Scan the records below for the line containing "Q: innermost point of each instance of the hazy" and the line containing "Q: innermost point of each instance of the dark foreground". Copy both, plus every line between, exactly.

**Given data**.
*** Block opens ***
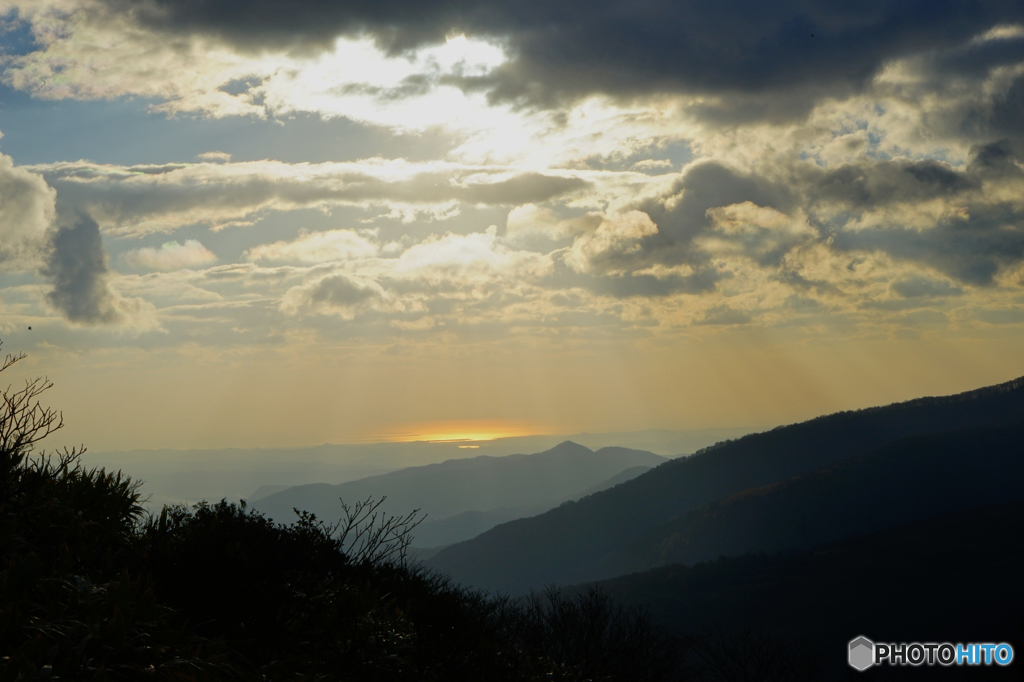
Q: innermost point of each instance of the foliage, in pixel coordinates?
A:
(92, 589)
*** Block closes ***
*** Block opens ***
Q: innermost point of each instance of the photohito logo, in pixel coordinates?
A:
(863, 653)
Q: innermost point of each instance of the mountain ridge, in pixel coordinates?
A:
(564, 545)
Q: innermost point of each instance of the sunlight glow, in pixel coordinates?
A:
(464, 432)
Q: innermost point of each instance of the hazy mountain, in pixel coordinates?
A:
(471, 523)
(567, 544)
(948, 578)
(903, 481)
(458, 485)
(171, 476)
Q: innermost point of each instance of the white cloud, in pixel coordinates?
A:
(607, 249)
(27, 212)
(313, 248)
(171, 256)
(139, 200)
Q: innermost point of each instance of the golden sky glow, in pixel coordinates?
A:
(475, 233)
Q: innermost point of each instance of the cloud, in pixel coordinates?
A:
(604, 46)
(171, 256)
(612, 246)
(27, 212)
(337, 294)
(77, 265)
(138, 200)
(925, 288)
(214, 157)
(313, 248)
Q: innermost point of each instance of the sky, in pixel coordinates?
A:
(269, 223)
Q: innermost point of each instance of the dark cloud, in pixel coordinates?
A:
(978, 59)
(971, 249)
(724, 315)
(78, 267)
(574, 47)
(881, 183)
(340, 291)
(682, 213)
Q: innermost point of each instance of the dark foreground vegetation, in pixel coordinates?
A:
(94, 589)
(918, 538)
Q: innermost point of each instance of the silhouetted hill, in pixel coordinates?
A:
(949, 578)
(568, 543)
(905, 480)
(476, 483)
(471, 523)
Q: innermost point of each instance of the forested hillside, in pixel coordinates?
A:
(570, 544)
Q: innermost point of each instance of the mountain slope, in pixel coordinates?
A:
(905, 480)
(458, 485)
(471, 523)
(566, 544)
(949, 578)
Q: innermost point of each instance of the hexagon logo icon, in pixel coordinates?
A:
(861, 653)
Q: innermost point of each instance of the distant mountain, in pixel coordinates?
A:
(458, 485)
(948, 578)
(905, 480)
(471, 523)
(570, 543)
*** Block closes ***
**Answer area**.
Q: innermost point of each instance of the hazy mountain, in pixel coordinates?
A:
(471, 523)
(567, 544)
(948, 578)
(903, 481)
(458, 485)
(171, 476)
Q: innermost point of each instance of the white cloud, in pixel coordinates?
A:
(607, 249)
(27, 212)
(313, 248)
(171, 256)
(139, 200)
Q: innermost point of each instance of the golden sky glow, in pixel coordinates?
A:
(475, 233)
Q: innermost point of each instance of the cloud, in pixel coordinates?
A:
(604, 46)
(171, 256)
(612, 246)
(27, 212)
(337, 294)
(77, 265)
(138, 200)
(925, 288)
(214, 157)
(313, 248)
Q: innermost point of each instance of the sky, in pixel coordinates?
A:
(269, 223)
Q: innermost point of each instance of the dark cloud, in pixel coordinates?
A:
(978, 59)
(971, 249)
(724, 315)
(78, 267)
(574, 47)
(881, 183)
(340, 291)
(682, 213)
Q: innermost point of each instance of the dark foreground vegetation, in pixel coordinates?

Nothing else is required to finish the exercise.